TASK OBJECTIVE: Everything in the listing below from the line containing "Query: dirt trail" through the line containing "as in [204,11]." must be repeated exactly; the remaining lines are not wanted.

DATA PROVIDED:
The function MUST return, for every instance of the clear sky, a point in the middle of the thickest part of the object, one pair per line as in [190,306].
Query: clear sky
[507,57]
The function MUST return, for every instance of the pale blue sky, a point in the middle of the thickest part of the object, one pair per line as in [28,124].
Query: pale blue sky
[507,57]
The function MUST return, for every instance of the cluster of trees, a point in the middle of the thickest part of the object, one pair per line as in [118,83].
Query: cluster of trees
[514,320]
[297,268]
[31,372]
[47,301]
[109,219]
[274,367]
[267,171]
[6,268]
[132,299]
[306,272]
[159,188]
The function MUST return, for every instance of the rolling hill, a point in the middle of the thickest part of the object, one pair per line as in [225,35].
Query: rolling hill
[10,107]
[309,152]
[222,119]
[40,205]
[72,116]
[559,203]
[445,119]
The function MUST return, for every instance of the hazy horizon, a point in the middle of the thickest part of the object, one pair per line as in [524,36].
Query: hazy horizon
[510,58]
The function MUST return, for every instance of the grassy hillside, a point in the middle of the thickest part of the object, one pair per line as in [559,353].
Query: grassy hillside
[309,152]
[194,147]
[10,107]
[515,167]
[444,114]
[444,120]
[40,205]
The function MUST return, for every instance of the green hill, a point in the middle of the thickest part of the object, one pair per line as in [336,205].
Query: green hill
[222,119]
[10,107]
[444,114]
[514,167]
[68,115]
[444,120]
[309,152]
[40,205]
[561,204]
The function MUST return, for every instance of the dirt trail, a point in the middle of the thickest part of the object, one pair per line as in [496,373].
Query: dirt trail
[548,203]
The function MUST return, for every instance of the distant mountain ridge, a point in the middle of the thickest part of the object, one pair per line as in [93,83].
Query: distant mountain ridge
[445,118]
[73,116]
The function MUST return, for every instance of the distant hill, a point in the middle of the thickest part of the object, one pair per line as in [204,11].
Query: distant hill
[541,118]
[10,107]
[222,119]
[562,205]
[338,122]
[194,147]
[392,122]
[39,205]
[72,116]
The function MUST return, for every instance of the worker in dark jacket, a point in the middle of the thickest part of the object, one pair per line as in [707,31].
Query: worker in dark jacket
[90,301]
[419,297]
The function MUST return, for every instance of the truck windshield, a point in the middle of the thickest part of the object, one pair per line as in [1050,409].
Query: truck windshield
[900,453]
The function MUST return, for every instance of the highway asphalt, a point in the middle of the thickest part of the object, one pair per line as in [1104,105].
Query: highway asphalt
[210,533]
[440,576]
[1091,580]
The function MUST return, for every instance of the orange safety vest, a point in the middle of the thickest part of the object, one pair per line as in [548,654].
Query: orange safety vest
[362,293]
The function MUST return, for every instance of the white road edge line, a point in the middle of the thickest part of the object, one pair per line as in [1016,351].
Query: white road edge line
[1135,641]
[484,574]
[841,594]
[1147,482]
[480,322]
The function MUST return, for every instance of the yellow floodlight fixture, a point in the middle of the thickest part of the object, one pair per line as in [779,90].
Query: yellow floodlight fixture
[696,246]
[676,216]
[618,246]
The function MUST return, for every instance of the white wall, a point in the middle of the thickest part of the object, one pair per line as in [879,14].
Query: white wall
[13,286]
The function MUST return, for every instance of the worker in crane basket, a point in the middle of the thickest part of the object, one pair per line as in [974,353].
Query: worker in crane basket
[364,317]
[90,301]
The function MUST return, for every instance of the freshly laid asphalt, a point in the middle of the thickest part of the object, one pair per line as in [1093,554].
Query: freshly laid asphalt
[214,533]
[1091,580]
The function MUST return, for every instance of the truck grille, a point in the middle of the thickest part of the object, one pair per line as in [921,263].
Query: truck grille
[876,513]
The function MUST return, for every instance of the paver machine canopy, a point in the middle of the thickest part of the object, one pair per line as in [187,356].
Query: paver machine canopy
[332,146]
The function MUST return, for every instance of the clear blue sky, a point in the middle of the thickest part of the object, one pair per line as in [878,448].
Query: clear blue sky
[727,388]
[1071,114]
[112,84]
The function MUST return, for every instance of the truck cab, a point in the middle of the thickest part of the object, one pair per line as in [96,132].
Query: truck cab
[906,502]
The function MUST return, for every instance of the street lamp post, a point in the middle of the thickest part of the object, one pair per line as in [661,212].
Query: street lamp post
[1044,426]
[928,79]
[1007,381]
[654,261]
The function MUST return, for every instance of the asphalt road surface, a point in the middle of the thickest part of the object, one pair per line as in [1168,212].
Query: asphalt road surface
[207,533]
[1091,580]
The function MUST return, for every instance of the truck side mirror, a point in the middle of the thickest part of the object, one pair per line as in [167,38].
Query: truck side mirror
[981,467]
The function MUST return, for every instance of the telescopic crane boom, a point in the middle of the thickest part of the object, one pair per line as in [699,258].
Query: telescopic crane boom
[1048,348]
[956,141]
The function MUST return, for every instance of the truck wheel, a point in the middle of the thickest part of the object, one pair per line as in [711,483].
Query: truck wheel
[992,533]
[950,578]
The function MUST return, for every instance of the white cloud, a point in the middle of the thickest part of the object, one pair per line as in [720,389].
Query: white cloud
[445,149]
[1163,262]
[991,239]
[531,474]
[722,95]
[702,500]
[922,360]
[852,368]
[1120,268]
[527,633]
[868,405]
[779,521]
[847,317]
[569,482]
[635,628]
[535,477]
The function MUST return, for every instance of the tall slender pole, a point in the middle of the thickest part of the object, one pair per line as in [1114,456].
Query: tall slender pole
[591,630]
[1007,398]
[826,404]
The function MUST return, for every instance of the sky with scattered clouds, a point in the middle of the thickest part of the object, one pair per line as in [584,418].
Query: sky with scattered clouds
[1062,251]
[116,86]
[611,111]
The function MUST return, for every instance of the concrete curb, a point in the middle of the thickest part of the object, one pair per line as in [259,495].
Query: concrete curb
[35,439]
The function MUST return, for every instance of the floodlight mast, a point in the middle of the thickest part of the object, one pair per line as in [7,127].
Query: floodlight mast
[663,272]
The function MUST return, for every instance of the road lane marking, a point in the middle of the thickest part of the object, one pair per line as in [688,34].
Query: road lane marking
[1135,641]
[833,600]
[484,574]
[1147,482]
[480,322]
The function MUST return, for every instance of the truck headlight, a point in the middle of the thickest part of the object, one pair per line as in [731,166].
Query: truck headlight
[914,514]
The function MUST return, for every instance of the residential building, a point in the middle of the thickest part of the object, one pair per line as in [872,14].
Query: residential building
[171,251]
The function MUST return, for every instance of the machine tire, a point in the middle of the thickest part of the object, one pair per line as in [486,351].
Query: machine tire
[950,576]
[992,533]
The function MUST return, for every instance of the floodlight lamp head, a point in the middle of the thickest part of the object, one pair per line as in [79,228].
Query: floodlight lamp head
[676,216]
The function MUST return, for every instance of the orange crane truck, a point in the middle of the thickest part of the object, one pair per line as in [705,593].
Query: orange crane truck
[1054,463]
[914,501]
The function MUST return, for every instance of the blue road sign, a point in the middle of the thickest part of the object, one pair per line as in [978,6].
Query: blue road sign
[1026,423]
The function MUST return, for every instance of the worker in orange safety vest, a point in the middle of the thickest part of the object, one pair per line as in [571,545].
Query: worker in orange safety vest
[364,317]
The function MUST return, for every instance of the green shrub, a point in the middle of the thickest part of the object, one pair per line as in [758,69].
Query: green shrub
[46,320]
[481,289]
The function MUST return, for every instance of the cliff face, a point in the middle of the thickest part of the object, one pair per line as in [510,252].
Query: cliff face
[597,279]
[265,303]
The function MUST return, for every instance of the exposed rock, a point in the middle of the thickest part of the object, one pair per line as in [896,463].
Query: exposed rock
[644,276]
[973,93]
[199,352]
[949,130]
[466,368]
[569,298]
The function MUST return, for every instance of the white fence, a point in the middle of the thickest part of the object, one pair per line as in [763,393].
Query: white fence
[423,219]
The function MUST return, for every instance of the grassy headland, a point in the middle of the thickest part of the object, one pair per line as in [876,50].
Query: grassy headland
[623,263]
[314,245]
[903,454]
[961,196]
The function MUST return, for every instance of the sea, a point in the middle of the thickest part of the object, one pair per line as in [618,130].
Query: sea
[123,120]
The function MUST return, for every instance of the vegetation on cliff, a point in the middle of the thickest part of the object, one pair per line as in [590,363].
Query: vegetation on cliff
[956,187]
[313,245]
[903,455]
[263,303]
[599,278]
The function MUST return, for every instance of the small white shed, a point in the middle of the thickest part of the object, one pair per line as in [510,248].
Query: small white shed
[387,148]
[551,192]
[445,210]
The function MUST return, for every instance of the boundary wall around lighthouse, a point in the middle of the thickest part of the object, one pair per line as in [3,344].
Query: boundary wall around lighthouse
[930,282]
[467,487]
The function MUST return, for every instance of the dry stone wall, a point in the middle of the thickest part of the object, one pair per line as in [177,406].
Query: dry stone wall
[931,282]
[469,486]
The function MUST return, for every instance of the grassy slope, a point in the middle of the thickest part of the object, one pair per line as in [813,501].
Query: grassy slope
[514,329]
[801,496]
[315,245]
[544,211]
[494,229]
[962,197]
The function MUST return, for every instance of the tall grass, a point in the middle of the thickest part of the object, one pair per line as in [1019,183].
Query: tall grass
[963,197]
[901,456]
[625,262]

OUTPUT FOR THIS TASK:
Query: dirt trail
[548,203]
The function MUST return, for every instance of the distant mountain ridge, a point in the middle of the thickest part of the object, one pair per line as in [93,83].
Query: distant mountain ridge
[445,118]
[73,116]
The function MUST return, for every instance of the distant hill, a point in the middle of the thickest part of the object, one pair per line as in [204,11].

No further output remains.